[Records drawn from a collection]
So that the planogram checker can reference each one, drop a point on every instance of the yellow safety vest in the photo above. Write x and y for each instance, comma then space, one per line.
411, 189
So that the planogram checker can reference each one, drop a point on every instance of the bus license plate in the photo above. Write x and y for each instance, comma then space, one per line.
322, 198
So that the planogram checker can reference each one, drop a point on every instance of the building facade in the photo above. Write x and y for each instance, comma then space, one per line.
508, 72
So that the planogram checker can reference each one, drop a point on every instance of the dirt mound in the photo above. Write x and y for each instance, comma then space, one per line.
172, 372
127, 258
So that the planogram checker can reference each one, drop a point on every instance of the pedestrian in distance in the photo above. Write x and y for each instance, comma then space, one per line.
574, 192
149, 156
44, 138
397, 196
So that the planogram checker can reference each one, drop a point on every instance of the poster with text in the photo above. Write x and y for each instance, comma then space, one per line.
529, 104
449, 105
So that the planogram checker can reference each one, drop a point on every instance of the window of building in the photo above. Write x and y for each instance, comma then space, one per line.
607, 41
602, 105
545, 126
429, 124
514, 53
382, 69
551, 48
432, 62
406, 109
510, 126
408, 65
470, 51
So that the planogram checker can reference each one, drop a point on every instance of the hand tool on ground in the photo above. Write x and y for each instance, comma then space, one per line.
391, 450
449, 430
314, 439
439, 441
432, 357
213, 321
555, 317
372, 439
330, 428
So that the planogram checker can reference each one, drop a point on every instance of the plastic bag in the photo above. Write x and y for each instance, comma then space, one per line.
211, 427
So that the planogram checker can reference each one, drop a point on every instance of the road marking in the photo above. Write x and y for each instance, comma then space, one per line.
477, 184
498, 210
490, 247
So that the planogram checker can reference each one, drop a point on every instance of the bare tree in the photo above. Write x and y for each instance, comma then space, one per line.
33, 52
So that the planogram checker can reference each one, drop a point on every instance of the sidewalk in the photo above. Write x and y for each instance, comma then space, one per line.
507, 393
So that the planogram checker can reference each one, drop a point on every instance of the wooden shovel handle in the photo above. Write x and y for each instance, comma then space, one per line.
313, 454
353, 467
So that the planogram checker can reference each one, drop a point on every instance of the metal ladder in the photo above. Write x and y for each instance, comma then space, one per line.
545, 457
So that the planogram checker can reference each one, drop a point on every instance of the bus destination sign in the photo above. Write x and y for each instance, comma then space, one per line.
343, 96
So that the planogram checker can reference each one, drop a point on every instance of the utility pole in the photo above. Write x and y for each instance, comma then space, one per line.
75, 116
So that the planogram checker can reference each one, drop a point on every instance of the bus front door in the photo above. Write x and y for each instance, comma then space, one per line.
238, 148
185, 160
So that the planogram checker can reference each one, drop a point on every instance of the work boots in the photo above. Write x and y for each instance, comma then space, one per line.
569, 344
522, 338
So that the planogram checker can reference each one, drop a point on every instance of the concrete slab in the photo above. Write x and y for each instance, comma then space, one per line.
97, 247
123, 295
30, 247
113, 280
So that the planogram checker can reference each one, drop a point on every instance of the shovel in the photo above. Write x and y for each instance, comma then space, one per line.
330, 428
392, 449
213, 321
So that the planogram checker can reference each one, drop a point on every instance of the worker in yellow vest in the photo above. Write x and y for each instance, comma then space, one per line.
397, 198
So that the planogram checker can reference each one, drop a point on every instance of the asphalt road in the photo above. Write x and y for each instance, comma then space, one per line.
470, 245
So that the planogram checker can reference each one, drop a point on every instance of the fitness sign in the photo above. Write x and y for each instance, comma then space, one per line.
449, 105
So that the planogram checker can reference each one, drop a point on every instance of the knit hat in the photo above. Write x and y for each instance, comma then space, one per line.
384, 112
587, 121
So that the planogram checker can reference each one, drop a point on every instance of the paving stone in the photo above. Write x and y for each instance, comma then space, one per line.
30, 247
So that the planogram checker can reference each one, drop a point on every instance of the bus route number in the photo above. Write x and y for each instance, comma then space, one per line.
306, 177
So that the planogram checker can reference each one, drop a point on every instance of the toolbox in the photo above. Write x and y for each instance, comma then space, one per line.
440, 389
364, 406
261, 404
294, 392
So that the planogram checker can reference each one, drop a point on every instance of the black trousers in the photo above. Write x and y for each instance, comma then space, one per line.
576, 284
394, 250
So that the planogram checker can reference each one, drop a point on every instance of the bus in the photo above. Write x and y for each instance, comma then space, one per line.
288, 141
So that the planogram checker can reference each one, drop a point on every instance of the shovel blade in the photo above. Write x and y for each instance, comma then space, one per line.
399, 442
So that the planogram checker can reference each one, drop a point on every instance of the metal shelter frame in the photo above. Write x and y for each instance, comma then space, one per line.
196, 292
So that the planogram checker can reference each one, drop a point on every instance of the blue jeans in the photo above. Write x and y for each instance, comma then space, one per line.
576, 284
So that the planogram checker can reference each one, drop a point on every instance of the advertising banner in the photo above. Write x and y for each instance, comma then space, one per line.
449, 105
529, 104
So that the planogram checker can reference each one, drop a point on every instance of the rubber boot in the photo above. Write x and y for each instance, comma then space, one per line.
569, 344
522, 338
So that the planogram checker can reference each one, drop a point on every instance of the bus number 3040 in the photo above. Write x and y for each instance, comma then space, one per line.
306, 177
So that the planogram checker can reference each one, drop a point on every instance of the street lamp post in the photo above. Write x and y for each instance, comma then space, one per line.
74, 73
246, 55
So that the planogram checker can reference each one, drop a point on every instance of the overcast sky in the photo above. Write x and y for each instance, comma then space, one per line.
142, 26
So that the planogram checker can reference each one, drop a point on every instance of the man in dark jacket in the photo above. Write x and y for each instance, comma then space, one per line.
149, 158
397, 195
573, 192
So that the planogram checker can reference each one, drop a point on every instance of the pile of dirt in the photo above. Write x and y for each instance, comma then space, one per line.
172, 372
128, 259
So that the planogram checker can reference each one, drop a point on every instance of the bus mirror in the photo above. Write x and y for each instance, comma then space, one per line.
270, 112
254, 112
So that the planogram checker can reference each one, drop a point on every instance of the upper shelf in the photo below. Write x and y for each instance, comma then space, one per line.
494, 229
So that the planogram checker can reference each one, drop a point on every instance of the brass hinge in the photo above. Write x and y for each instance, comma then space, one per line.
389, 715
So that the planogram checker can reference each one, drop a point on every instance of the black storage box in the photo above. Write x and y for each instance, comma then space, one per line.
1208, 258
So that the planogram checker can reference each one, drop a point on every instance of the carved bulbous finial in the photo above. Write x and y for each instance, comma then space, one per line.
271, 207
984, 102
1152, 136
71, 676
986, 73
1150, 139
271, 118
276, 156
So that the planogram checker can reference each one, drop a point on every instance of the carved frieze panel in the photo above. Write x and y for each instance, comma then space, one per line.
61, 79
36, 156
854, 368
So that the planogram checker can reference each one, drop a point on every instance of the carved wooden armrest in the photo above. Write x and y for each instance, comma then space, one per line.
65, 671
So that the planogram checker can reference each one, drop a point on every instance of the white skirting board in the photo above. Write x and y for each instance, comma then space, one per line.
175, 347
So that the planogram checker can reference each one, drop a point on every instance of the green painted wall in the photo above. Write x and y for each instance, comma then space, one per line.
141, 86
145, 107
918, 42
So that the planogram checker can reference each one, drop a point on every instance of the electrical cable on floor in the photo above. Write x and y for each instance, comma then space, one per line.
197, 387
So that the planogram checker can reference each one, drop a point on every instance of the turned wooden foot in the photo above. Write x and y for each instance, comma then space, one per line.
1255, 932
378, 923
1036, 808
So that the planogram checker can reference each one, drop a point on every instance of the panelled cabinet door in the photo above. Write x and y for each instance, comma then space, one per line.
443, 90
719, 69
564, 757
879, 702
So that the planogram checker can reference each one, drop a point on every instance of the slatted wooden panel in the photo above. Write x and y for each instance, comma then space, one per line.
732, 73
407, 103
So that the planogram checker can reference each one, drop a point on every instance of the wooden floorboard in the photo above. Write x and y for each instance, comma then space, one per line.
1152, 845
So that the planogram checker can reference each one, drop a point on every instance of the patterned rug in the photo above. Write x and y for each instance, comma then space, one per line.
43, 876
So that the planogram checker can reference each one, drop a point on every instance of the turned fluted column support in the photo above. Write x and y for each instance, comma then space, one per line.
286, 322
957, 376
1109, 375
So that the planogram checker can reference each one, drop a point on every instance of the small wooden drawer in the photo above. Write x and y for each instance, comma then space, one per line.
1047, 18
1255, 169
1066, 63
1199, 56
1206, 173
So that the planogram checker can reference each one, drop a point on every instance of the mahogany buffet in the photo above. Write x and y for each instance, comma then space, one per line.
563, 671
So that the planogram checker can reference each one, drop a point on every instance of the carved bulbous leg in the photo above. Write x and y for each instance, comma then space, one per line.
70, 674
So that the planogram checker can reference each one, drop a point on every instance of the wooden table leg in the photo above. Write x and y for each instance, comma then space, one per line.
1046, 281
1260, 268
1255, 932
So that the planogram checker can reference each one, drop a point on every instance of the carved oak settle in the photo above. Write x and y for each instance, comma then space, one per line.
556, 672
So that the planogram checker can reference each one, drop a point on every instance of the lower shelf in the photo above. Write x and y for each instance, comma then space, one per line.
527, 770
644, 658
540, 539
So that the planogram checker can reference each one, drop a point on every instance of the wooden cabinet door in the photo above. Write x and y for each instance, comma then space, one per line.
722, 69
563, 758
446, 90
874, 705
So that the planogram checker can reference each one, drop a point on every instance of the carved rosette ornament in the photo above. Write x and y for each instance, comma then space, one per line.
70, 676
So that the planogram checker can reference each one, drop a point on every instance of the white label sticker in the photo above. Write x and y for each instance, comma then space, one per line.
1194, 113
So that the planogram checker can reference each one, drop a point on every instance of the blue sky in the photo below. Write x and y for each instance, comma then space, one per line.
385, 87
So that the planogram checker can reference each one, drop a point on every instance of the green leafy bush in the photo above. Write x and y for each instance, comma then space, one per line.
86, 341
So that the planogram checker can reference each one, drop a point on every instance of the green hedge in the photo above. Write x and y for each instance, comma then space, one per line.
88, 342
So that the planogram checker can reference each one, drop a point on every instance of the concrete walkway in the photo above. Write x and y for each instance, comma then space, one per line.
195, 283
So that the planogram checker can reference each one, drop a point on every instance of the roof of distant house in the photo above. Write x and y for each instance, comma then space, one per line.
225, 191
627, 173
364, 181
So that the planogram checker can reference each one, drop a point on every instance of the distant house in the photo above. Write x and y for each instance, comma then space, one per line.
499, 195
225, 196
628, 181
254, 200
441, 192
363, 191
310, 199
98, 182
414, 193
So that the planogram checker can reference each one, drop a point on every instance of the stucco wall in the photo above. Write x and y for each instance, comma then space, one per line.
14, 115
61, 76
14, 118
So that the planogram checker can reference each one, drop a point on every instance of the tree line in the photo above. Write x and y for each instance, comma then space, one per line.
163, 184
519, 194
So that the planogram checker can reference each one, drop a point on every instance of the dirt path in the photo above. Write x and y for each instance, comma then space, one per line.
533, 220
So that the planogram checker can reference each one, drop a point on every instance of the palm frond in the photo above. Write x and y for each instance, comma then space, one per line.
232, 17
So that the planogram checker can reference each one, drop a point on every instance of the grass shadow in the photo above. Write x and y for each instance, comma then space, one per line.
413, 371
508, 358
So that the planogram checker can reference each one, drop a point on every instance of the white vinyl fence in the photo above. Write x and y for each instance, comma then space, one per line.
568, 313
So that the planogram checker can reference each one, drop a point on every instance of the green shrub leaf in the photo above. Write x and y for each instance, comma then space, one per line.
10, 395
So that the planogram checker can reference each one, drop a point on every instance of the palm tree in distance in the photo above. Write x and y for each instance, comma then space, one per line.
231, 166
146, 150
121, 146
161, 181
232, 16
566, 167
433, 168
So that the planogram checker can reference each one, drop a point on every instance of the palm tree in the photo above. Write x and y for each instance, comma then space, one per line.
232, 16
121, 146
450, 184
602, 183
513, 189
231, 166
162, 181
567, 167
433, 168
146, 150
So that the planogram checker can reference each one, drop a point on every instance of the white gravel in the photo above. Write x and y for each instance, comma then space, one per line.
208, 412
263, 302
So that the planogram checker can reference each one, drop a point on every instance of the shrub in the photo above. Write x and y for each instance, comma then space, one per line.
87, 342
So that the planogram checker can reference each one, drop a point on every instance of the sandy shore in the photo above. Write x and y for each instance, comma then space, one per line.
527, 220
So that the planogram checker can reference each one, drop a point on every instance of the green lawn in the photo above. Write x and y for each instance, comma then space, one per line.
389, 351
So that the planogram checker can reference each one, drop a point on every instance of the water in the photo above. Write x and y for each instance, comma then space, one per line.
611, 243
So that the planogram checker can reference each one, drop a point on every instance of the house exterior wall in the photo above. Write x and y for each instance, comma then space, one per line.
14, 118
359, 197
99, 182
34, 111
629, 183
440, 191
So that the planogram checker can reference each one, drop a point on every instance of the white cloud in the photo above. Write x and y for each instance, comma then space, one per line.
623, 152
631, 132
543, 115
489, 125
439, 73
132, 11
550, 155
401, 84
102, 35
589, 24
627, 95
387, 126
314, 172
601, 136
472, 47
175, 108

#### [WHAT YOU WILL DO]
Reproduce word for word the lines above, from the line containing "the white cloud" through the last line of the items, inclusive.

#### [RESPONSE TO THIS TASK]
So that the planogram checker can reference each one, drop a point on every instance of the white cloud in the photo above. Write x and y for each instance, comma then space, one per line.
623, 152
631, 132
543, 115
489, 125
439, 73
132, 11
550, 155
401, 84
102, 35
589, 24
627, 95
387, 126
314, 172
601, 136
472, 47
175, 108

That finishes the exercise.